(Task inputs Opens)

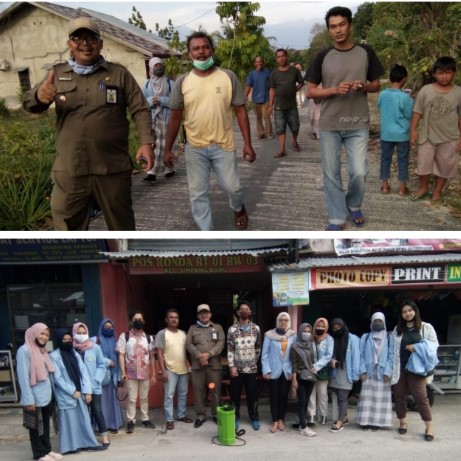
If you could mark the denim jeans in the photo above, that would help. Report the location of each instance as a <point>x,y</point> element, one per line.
<point>200,161</point>
<point>180,382</point>
<point>338,202</point>
<point>403,152</point>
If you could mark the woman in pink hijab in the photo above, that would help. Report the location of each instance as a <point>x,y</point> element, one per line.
<point>33,366</point>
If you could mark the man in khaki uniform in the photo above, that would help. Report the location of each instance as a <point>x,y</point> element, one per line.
<point>91,97</point>
<point>205,342</point>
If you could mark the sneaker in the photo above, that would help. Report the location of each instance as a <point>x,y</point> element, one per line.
<point>148,425</point>
<point>149,178</point>
<point>46,458</point>
<point>308,432</point>
<point>335,429</point>
<point>130,427</point>
<point>255,425</point>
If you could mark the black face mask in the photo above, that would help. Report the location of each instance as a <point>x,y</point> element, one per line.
<point>138,324</point>
<point>67,346</point>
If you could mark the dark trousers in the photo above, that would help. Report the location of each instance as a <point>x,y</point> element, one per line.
<point>278,397</point>
<point>304,392</point>
<point>97,414</point>
<point>41,444</point>
<point>249,381</point>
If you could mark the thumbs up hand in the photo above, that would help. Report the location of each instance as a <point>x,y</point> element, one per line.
<point>47,91</point>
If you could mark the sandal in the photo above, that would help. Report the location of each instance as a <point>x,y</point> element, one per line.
<point>414,197</point>
<point>358,220</point>
<point>335,227</point>
<point>241,219</point>
<point>404,193</point>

(Task inputs Closes)

Exercise objective:
Keep only the lines from the one containing "If you could mark the woman" to the end of the entries, and repeat them exactly.

Answer for this exercise:
If you could mark the woman in pink hijab in the photo above, that would help. Report the location of each instance as a <point>x,y</point> element, one per line.
<point>33,366</point>
If you could mark the man in khaki uniform in the photo above, that would help. Report the location of each instance as a <point>x,y</point> element, one per line.
<point>91,97</point>
<point>205,342</point>
If you could mark the sneaker in the photo above, that would help. Report the location of each instance as a <point>x,y</point> element, one per line.
<point>148,425</point>
<point>149,178</point>
<point>46,458</point>
<point>308,432</point>
<point>335,429</point>
<point>130,427</point>
<point>255,425</point>
If you could mark the black face mask in the photo above, that would help. Report the location of each instance as a <point>x,y</point> element, one per line.
<point>138,324</point>
<point>67,346</point>
If you could mark the dark trousers in the photo above, that would help. Report the location of each instance as a <point>x,y</point> element, one per line.
<point>278,397</point>
<point>304,392</point>
<point>97,414</point>
<point>41,444</point>
<point>249,381</point>
If you could mark the thumbs up hand in the photo above, that would help. Report the location of each instance as a <point>x,y</point> element, one per line.
<point>47,91</point>
If you could mark the sandal in the photo above, that would help. Report the location of each instance as a <point>x,y</point> element, one per line.
<point>414,197</point>
<point>358,220</point>
<point>335,227</point>
<point>241,219</point>
<point>404,193</point>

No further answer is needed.